WRITTEN TASKS -
[A] Translate this sentence from the book review below into Spanish: "The ending however meandered along without anything happening."
[B] Reproduce word for word the part of the book review below that starts at "You get several" and ends at "to stand out.".
Start of SOURCE TEXT
You get several perspectives: Frank, who survives a catastrophe, Mary, who leads the Ministry for the Future and tries to convince governments and people in power all around the world that saving the planet is the only important thing, and the occasional random person to tell you about happenings somewhere else. Plus some from the point of view of a proton and similar.

Characters: I didn’t particularly care for either character. The way Frank’s story starts out you expect him to do something drastic (or even more drastic than what he actually does). Mary is the more dynamic character but the real problem is their voices. None of the chapters was distinct enough from the other character’s to stand out.
Pacing: It starts off fairly strong, then gets into politics which slows down a lot of things, but not horribly so. The ending however meandered along without anything happening.
End of SOURCE TEXT
Start of PROVIDED INFORMATION
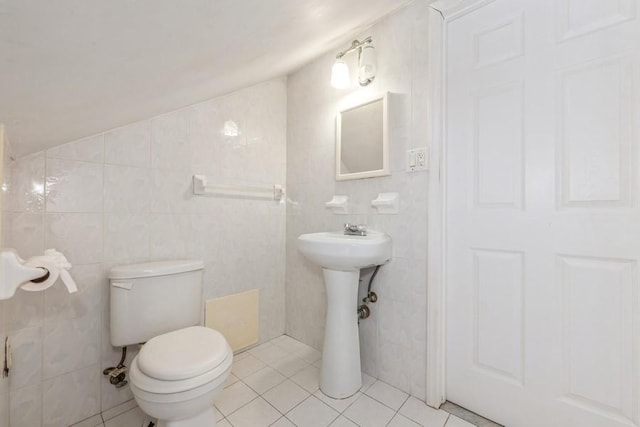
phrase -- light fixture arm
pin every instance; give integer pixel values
(355, 45)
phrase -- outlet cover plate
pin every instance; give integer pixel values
(417, 159)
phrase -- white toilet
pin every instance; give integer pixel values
(182, 366)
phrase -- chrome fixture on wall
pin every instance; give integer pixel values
(340, 78)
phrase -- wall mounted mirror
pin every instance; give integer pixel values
(362, 142)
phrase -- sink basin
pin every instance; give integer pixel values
(341, 258)
(337, 251)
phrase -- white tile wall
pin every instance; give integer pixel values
(125, 196)
(392, 339)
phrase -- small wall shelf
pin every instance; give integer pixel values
(339, 205)
(202, 187)
(387, 203)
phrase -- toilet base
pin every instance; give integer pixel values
(206, 418)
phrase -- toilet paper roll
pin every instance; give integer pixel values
(50, 281)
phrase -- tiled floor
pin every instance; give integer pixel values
(276, 384)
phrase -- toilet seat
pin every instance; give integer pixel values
(182, 354)
(181, 360)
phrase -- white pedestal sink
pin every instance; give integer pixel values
(341, 258)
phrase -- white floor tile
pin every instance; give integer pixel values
(264, 380)
(309, 354)
(269, 353)
(239, 356)
(120, 409)
(246, 366)
(454, 421)
(283, 422)
(390, 396)
(312, 413)
(401, 421)
(308, 378)
(234, 397)
(231, 379)
(366, 411)
(422, 414)
(285, 396)
(367, 381)
(290, 345)
(257, 413)
(290, 365)
(95, 421)
(341, 421)
(339, 405)
(134, 417)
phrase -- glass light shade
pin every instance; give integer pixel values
(367, 65)
(340, 75)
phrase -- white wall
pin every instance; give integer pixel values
(4, 383)
(393, 338)
(125, 196)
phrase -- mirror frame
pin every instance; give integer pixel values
(385, 140)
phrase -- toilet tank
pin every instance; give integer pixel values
(154, 298)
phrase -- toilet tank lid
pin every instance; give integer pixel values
(155, 268)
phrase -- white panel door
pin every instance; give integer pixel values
(542, 212)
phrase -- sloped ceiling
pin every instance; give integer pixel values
(73, 68)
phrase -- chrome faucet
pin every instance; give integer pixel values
(355, 229)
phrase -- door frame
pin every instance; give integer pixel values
(440, 14)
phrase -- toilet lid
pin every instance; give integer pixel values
(182, 354)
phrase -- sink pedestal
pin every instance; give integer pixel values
(340, 376)
(341, 257)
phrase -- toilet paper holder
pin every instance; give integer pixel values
(35, 274)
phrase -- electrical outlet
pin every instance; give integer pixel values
(417, 159)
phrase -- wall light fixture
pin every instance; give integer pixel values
(340, 78)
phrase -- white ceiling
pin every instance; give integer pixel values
(72, 68)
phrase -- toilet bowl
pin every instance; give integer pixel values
(176, 376)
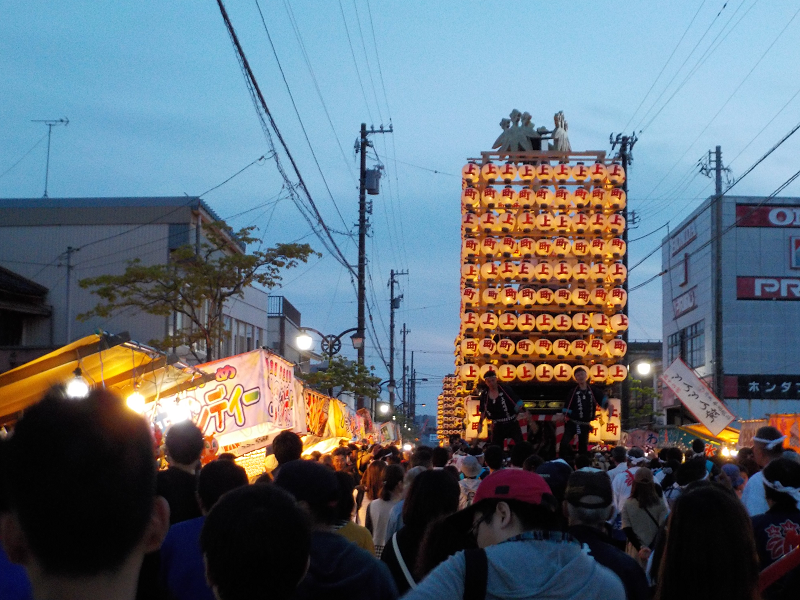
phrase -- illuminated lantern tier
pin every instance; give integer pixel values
(544, 322)
(508, 321)
(616, 174)
(489, 172)
(471, 198)
(489, 271)
(597, 173)
(544, 373)
(580, 172)
(508, 172)
(526, 372)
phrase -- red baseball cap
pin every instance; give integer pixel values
(513, 484)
End of PROVIDED INFORMATION
PER-TASK ANSWERS -
[A] El final, sin embargo, divagaba sin que ocurriera nada.

[B]
You get several perspectives: Frank, who survives a catastrophe, Mary, who leads the Ministry for the Future and tries to convince governments and people in power all around the world that saving the planet is the only important thing, and the occasional random person to tell you about happenings somewhere else. Plus some from the point of view of a proton and similar.

Characters: I didn’t particularly care for either character. The way Frank’s story starts out you expect him to do something drastic (or even more drastic than what he actually does). Mary is the more dynamic character but the real problem is their voices. None of the chapters was distinct enough from the other character’s to stand out.